Exercise requirements: Arrange the rows below as a numbered list, from the line that contains "Where does a point fall on the bamboo" through the end of the rows, with both ends included. Leave out blank lines and the pictures.

(Location identification items)

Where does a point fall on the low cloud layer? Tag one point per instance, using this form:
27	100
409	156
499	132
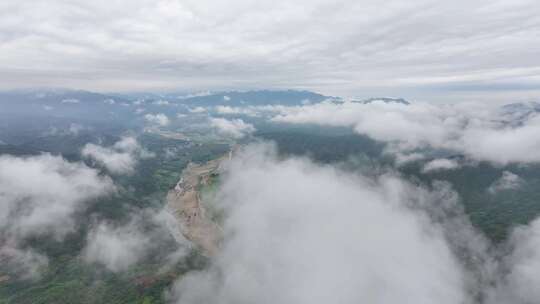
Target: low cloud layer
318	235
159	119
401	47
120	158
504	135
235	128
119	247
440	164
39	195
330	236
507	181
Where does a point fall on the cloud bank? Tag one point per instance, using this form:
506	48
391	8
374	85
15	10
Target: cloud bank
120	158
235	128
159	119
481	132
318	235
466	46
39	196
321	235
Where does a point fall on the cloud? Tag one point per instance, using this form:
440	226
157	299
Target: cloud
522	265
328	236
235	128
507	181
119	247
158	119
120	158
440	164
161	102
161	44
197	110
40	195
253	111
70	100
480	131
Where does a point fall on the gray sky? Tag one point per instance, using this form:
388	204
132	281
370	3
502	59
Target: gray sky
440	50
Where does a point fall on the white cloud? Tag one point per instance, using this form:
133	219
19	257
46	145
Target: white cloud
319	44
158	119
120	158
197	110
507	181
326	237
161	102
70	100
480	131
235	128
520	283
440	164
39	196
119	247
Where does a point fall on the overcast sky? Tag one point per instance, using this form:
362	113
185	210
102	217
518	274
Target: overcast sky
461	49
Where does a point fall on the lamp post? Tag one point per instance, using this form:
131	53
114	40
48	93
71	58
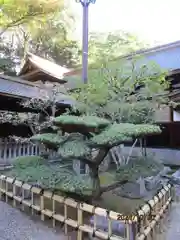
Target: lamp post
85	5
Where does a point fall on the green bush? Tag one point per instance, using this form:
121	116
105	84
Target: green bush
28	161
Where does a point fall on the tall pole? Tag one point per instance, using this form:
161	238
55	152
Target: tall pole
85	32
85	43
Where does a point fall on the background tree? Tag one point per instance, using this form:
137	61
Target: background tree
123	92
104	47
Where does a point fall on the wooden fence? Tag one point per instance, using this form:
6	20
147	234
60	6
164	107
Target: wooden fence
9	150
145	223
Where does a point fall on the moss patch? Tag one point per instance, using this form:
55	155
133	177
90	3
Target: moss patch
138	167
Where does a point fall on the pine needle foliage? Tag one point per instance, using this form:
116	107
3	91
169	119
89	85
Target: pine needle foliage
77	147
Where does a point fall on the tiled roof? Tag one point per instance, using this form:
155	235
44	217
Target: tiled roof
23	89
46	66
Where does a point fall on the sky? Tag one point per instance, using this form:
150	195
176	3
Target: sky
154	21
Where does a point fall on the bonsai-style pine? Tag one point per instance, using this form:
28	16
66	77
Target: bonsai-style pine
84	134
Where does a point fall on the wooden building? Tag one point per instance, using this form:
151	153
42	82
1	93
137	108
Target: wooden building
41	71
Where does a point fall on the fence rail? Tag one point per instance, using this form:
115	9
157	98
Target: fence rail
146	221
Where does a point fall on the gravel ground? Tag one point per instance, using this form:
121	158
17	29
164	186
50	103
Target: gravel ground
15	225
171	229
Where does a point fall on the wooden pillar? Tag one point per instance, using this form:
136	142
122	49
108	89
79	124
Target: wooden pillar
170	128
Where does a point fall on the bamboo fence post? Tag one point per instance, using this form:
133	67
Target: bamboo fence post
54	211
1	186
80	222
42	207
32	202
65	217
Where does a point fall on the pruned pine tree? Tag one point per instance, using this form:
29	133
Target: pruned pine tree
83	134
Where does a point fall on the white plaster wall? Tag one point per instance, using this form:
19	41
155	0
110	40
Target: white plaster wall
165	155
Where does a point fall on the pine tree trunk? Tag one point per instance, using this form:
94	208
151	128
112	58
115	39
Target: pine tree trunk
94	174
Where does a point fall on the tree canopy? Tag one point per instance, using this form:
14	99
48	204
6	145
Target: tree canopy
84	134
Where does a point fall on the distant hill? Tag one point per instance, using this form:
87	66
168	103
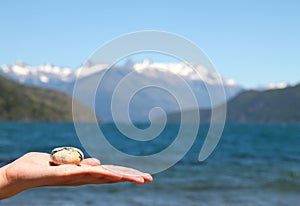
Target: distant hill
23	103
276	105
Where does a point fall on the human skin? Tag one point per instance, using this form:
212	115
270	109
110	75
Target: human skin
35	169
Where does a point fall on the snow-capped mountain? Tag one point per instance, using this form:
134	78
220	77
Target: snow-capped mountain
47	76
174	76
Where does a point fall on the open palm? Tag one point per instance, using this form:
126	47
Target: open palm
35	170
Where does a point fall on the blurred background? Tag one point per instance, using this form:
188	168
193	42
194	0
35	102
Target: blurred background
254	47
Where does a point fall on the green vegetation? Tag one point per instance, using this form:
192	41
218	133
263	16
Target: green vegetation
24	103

Completed task:
1. Where does a point fall on the bamboo fence post? Tag one point per instance, using this form:
2. 133	67
3. Target: bamboo fence post
4. 54	211
5. 1	186
6. 80	222
7. 42	207
8. 32	202
9. 65	217
10. Where does a point fall on the pruned pine tree? Tag one point per instance, using this form:
11. 29	133
12. Target: pruned pine tree
13. 83	134
14. Where does a point fall on the white plaster wall? Tag one point per instance, using this form:
15. 19	41
16. 155	0
17. 110	40
18. Target: white plaster wall
19. 165	155
20. Where does a point fall on the pine tree trunk? Tag one point per instance, using this form:
21. 94	208
22. 151	128
23. 112	58
24. 115	39
25. Target: pine tree trunk
26. 94	174
27. Where does a point fall on the tree canopy? Tag one point per instance, using this form:
28. 14	99
29. 48	204
30. 6	145
31. Target: tree canopy
32. 84	134
33. Where does a point fall on the distant hill? Tag one point per instance, using this form:
34. 87	66
35. 168	103
36. Target: distant hill
37. 23	103
38. 276	105
39. Where does a point fall on the human skin? Tag one point per instance, using this form:
40. 212	115
41. 270	109
42. 110	75
43. Target: human skin
44. 35	169
45. Where does a point fall on the snow-capped mountain? Tag one point per instance, using this form:
46. 134	78
47. 220	77
48. Target: snow-capped mountain
49. 47	76
50. 174	76
51. Where does a point fall on the open palm? Tag one point per instance, using this form:
52. 126	47
53. Target: open palm
54. 35	170
55. Where does a point fall on the blurred background? Tag one point per instance, using this form:
56. 188	168
57. 193	42
58. 194	0
59. 35	102
60. Target: blurred background
61. 254	47
62. Where does a point fall on the green vegetation? Tag one point per instance, using this form:
63. 192	41
64. 218	133
65. 263	16
66. Target: green vegetation
67. 24	103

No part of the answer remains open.